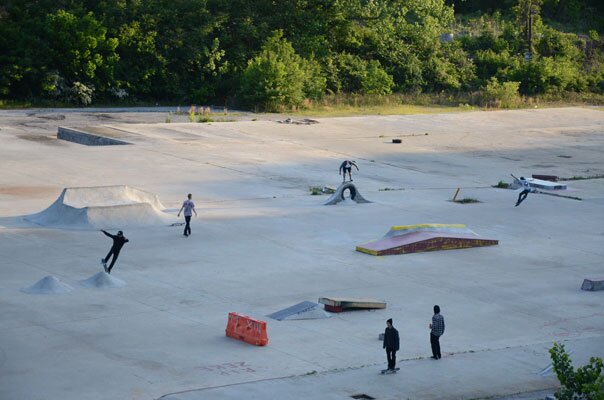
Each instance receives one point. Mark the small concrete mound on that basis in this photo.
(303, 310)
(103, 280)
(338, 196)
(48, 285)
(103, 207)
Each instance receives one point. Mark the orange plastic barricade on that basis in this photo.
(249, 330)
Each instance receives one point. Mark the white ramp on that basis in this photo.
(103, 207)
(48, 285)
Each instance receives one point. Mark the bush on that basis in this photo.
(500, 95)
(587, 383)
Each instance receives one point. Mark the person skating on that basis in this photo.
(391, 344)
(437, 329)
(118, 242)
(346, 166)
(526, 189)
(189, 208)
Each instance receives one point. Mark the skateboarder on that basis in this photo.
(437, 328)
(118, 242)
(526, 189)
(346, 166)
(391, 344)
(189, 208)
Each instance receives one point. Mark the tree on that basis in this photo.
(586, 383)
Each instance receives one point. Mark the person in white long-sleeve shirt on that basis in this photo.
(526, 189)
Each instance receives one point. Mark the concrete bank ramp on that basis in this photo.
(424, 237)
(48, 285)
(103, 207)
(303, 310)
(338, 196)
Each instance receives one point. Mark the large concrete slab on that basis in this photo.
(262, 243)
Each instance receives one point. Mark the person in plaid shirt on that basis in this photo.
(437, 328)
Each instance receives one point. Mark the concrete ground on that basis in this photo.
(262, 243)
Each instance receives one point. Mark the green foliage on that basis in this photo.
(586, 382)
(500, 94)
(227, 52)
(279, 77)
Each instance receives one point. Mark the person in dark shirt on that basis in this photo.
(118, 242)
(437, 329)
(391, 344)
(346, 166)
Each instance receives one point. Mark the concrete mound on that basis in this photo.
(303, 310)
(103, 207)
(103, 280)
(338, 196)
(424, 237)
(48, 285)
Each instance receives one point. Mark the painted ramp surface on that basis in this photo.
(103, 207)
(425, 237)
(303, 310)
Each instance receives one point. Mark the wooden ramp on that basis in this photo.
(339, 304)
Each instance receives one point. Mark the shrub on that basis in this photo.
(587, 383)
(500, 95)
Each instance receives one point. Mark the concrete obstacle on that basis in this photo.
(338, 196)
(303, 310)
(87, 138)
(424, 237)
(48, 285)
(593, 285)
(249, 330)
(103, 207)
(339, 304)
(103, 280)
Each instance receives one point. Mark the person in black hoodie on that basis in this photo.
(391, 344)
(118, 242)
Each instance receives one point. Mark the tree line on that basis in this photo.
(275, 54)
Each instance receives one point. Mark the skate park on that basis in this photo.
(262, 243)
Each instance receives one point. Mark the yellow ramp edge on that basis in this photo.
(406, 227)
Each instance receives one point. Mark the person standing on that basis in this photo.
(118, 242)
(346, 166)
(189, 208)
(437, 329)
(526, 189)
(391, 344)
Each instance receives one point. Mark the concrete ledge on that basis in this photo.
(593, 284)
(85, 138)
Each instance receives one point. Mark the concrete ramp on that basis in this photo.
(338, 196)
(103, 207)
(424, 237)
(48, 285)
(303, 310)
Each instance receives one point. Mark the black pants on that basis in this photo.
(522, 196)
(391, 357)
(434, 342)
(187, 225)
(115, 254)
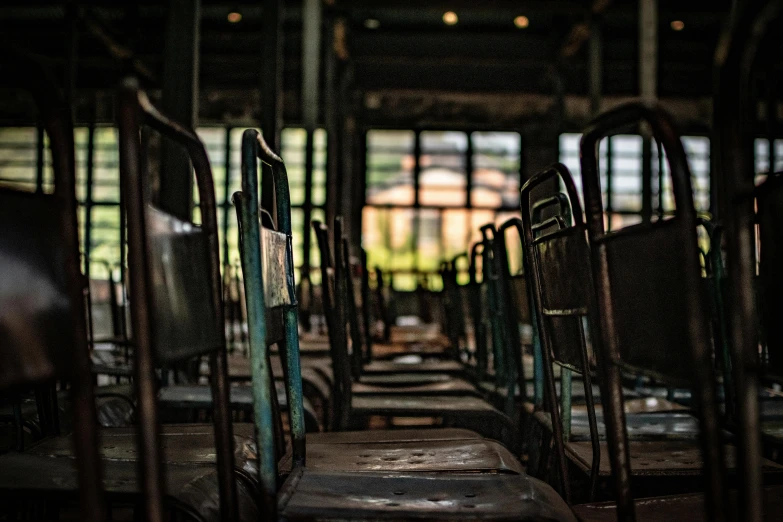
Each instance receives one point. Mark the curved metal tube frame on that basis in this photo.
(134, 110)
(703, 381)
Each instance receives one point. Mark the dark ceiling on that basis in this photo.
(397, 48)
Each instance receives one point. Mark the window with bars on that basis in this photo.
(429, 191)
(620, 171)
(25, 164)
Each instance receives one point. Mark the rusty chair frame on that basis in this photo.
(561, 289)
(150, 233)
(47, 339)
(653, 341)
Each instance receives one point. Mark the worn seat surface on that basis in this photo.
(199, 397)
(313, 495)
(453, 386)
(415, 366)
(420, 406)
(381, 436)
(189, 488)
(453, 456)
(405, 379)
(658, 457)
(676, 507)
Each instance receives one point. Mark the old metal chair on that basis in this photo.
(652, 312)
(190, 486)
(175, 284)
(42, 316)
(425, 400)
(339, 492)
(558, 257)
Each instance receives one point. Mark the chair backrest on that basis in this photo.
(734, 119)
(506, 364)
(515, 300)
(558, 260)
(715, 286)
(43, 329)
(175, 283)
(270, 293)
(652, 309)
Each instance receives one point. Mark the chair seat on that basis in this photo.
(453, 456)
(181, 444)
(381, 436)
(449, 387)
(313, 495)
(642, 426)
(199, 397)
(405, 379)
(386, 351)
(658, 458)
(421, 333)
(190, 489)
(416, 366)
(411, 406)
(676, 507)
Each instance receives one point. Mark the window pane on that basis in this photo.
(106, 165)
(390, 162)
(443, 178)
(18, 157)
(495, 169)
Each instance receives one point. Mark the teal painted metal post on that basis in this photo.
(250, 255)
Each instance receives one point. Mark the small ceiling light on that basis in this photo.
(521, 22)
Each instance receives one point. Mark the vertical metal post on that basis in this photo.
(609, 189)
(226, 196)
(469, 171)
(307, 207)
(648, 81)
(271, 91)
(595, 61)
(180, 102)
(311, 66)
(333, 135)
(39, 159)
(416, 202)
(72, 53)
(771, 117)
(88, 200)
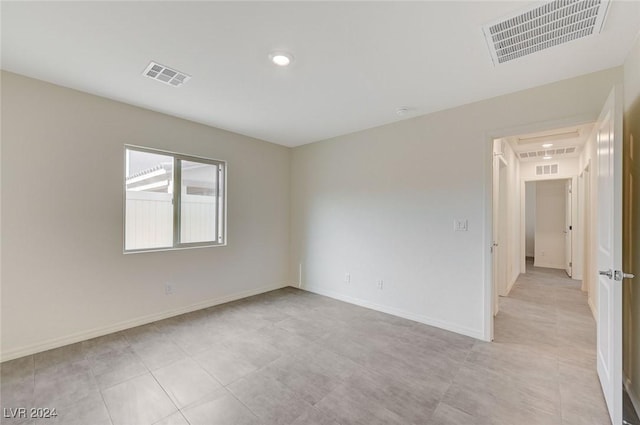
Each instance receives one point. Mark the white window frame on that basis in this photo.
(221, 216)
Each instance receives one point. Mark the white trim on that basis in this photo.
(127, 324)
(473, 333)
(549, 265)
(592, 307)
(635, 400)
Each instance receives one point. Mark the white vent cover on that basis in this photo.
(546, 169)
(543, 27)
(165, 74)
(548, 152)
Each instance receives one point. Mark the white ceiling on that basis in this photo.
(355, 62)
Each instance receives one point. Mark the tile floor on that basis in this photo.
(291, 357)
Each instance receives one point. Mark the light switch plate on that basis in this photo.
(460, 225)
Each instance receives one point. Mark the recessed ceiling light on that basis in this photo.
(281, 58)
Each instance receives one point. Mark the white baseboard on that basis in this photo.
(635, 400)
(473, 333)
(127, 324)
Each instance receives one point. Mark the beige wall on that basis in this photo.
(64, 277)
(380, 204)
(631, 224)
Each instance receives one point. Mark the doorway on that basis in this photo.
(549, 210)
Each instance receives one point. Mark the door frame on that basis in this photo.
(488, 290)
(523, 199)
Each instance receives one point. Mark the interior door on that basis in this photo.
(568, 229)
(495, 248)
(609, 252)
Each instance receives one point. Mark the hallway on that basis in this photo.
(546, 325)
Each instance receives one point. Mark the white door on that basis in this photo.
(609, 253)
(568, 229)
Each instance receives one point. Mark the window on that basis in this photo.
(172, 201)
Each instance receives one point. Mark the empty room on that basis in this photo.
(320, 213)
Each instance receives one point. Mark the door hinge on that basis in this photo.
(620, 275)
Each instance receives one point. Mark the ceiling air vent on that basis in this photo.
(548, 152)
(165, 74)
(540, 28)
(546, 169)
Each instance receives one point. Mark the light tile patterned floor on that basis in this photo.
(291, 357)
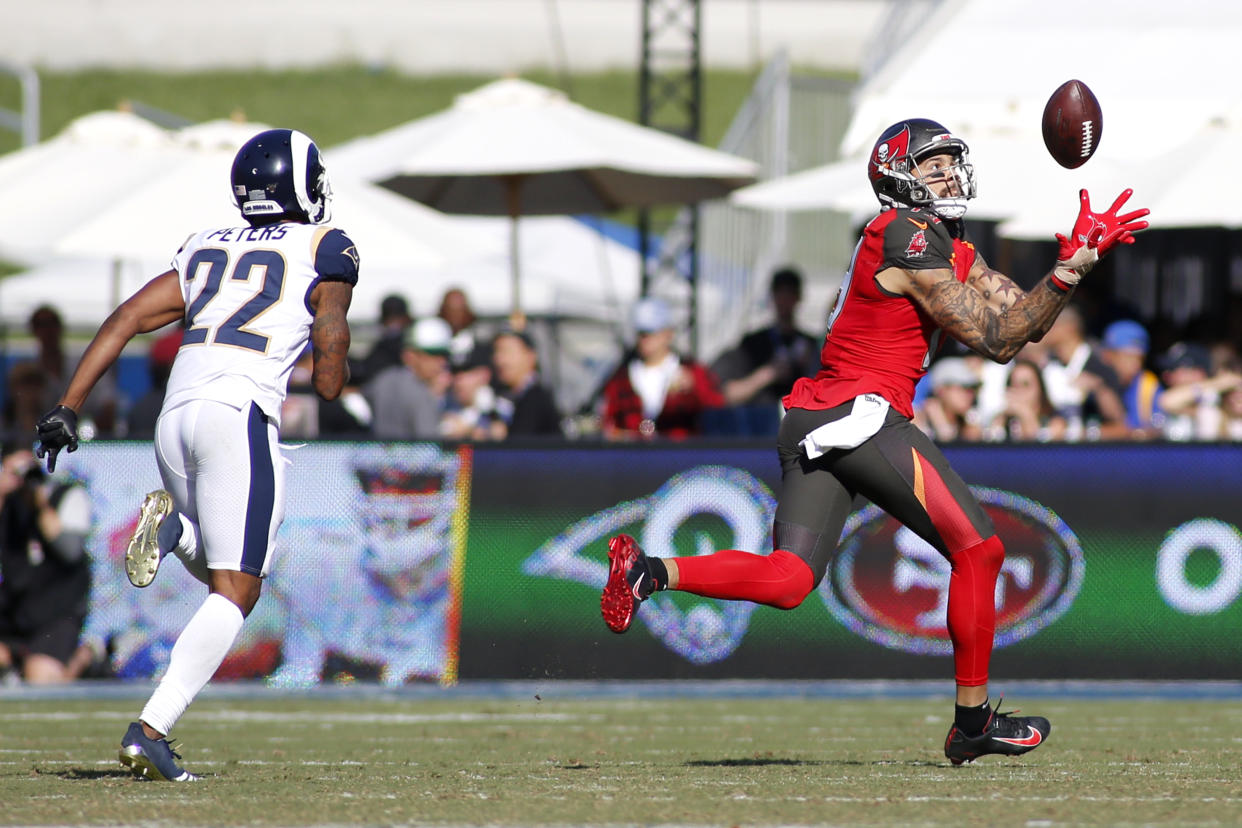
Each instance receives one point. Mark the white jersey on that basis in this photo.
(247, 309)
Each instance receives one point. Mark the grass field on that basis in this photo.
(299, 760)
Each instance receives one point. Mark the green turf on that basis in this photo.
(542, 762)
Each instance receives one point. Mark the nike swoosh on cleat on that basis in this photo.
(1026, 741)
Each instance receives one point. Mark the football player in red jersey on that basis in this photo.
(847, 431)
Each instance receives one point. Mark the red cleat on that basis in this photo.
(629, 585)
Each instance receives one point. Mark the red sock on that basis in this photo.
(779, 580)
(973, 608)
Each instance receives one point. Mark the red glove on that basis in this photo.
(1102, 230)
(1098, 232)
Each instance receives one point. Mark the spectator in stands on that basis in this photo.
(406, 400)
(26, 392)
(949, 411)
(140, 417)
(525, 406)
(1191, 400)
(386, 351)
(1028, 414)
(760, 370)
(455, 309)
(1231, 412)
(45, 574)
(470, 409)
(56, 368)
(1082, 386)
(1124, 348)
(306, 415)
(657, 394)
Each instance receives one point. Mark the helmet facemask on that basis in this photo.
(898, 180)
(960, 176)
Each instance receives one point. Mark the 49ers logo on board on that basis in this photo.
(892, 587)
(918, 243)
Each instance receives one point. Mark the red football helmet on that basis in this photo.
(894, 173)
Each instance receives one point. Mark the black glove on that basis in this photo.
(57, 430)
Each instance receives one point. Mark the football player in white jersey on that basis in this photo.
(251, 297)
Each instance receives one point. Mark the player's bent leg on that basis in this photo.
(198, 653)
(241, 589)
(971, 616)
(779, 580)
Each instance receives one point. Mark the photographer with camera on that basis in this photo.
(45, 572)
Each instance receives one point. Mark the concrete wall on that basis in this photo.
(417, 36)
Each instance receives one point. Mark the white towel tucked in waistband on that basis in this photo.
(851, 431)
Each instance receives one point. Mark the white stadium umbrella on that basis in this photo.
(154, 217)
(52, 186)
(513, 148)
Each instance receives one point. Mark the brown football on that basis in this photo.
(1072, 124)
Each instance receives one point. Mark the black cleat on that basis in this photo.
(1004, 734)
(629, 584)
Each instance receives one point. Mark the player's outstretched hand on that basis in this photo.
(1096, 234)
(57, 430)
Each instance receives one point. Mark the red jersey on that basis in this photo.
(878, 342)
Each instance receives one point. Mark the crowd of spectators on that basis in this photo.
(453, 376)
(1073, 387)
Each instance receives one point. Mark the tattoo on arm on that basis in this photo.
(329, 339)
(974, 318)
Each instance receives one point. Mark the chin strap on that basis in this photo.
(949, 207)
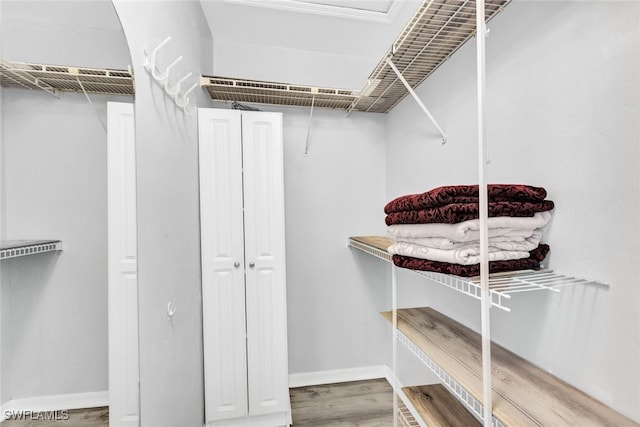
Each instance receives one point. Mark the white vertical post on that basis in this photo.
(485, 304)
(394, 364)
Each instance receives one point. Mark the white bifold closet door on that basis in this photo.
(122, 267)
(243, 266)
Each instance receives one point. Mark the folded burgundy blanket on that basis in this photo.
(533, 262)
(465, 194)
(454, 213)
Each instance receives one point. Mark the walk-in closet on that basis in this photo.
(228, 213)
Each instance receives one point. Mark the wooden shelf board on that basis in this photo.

## WRITTEN PROBLEM
Reproduce only those lines of the entries above that run from the line with "Each instance receives one point. Mark the white vertical" to the final line.

## SOLVED PROBLEM
Each instance receives one point. Mark the white vertical post on that basis in this photo.
(485, 304)
(394, 364)
Each instance receives one point. Mark the white bifold closet door on that basis in this photo.
(122, 267)
(243, 266)
Each instance receives one point. Mark the folded burgundy blanket on that basis in this photo.
(533, 262)
(465, 194)
(454, 213)
Each instance receives one point. Mark the walk-in closet on that basis in this photo.
(228, 213)
Each instance receives one point. Mark the wooden shelf board on that basis in this photo.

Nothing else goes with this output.